-- Given problem --
Change every "Objective" in the data below to "Instruction" and write the data out again with nothing else altered. Leave the pictures out.
==== Extracted information ====
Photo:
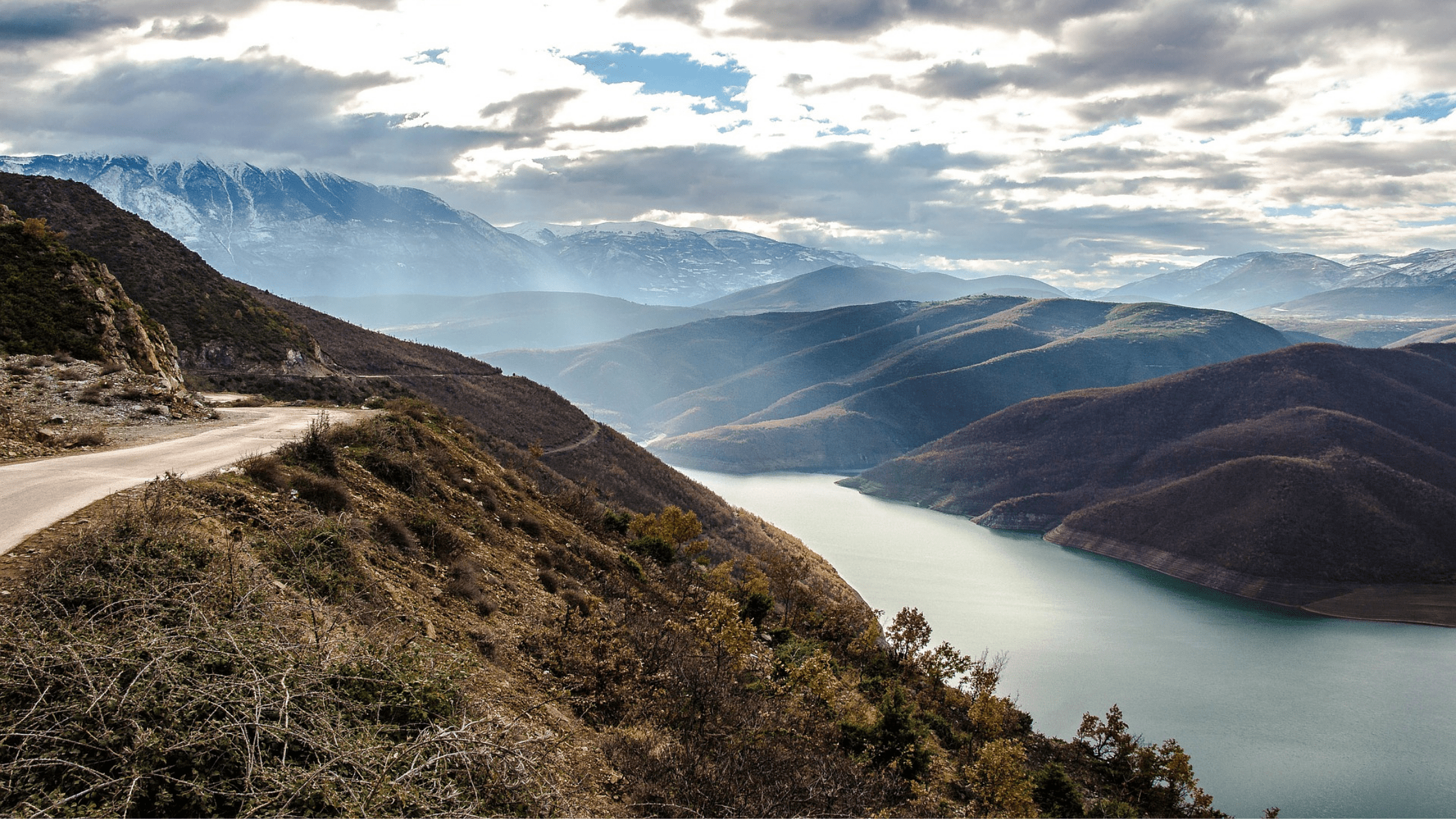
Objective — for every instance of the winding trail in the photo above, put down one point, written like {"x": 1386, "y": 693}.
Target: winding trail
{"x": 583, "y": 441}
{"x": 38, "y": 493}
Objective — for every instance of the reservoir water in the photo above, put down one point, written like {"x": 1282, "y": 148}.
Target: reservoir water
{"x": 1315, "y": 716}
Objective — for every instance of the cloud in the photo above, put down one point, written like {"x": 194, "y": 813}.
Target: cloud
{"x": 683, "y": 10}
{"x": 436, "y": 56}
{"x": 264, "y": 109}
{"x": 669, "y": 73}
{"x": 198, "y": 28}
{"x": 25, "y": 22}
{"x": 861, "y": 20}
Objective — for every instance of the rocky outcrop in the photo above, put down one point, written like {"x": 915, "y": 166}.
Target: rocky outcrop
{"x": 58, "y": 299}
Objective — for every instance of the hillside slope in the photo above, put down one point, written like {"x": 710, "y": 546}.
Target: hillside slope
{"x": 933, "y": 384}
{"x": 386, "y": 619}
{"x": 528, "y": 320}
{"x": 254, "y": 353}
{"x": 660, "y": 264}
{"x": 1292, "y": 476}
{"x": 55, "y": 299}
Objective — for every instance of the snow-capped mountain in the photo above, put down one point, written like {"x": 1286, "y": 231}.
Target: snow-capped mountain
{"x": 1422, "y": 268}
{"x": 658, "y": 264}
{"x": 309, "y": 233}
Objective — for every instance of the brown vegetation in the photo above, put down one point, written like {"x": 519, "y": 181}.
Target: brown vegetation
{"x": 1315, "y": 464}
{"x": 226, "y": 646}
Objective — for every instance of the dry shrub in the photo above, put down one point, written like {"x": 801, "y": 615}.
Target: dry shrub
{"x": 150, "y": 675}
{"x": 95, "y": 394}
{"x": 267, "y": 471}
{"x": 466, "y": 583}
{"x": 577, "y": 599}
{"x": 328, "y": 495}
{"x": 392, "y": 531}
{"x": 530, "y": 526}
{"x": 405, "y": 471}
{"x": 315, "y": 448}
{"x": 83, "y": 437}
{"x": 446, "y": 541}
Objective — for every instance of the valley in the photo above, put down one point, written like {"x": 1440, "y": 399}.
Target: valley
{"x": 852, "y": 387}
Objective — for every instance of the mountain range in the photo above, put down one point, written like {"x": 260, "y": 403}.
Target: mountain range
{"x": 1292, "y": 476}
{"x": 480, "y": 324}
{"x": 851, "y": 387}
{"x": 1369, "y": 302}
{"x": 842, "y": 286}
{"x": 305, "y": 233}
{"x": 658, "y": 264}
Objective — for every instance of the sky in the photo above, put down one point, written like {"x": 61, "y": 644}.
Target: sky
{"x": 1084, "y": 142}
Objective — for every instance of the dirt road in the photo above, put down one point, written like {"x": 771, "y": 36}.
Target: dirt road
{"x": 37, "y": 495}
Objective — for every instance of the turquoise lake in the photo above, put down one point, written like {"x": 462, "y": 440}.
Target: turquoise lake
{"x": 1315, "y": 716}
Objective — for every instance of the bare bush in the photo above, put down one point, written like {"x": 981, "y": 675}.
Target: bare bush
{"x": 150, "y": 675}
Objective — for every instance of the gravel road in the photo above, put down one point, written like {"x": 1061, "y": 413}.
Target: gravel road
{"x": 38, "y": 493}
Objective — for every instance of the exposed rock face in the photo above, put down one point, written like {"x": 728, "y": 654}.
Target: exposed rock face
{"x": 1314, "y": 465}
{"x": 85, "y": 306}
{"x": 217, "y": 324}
====
-- Full solution --
Photo:
Instruction — for every instance of the winding trail in the photo above, put down one point, written like {"x": 1386, "y": 693}.
Target: winding trail
{"x": 583, "y": 441}
{"x": 38, "y": 493}
Instruction — for every instance of the reservoir water in the photo above, put down one point, written like {"x": 1282, "y": 148}.
Target: reservoir water
{"x": 1315, "y": 716}
Instruction — for every instance of the cloud in the photo above, put down one point, written like {"x": 194, "y": 813}.
Target: cloud
{"x": 683, "y": 10}
{"x": 436, "y": 56}
{"x": 264, "y": 109}
{"x": 669, "y": 73}
{"x": 198, "y": 28}
{"x": 25, "y": 22}
{"x": 861, "y": 20}
Instruction — for every instance of the rocky outcrop in the photo above, put down one point, written like {"x": 915, "y": 166}.
Target: rocky outcrop
{"x": 58, "y": 299}
Instruction — for every instance of the hillside slope in the photo above, put down one point, written like {"x": 710, "y": 546}.
Target: hillside slope
{"x": 933, "y": 384}
{"x": 386, "y": 619}
{"x": 528, "y": 320}
{"x": 254, "y": 353}
{"x": 660, "y": 264}
{"x": 1292, "y": 476}
{"x": 55, "y": 299}
Instruction — for every instance of the snow-capped mountain in the photo above, put down one point, written like {"x": 1286, "y": 231}.
Target: snow-capped mountain
{"x": 1422, "y": 268}
{"x": 658, "y": 264}
{"x": 309, "y": 233}
Instruction — for every instance of the brown vegetation in the photo above, put down one point, written like {"x": 519, "y": 181}.
Target: brown vegetation
{"x": 1315, "y": 464}
{"x": 226, "y": 646}
Instruction — for every instance of the dry shrub in the photo above, put down one point, written like {"x": 801, "y": 615}.
Target: dry shrub
{"x": 150, "y": 675}
{"x": 95, "y": 394}
{"x": 267, "y": 471}
{"x": 466, "y": 583}
{"x": 577, "y": 599}
{"x": 328, "y": 495}
{"x": 392, "y": 531}
{"x": 530, "y": 526}
{"x": 405, "y": 471}
{"x": 315, "y": 448}
{"x": 83, "y": 437}
{"x": 446, "y": 541}
Instruction — for every instance of the valley in the photo above, put down one point, written like {"x": 1440, "y": 399}.
Target: valley
{"x": 852, "y": 387}
Instruction — for every instance of the mountain range in the photo above, put down one point, written like {"x": 260, "y": 403}.
Target: mountain range
{"x": 1292, "y": 476}
{"x": 480, "y": 324}
{"x": 851, "y": 387}
{"x": 1369, "y": 302}
{"x": 842, "y": 286}
{"x": 305, "y": 233}
{"x": 658, "y": 264}
Instruction — for every instance of the sky in the photo above, put down one point, written like {"x": 61, "y": 644}.
Target: sky
{"x": 1084, "y": 142}
Instruction — for every instance of the dirt road in the photo above, put down one point, written like {"x": 771, "y": 36}.
Target: dirt road
{"x": 37, "y": 495}
Instruction — for every instance of the turquoise lake in the photo above, put down one point, written like {"x": 462, "y": 440}.
Target: turquoise lake
{"x": 1315, "y": 716}
Instruction — for every instance of the bare bush in the photo above, put down one point, written like {"x": 981, "y": 675}.
Target: bare bush
{"x": 150, "y": 675}
Instruction — for every instance of the gravel road in the photo above, put down one point, written like {"x": 1061, "y": 413}.
Target: gravel road
{"x": 38, "y": 493}
Instruction — for every instance of the exposed rock face in the photo above, put down one point, written like {"x": 728, "y": 654}.
Target: exposed rock face
{"x": 1314, "y": 465}
{"x": 85, "y": 306}
{"x": 217, "y": 324}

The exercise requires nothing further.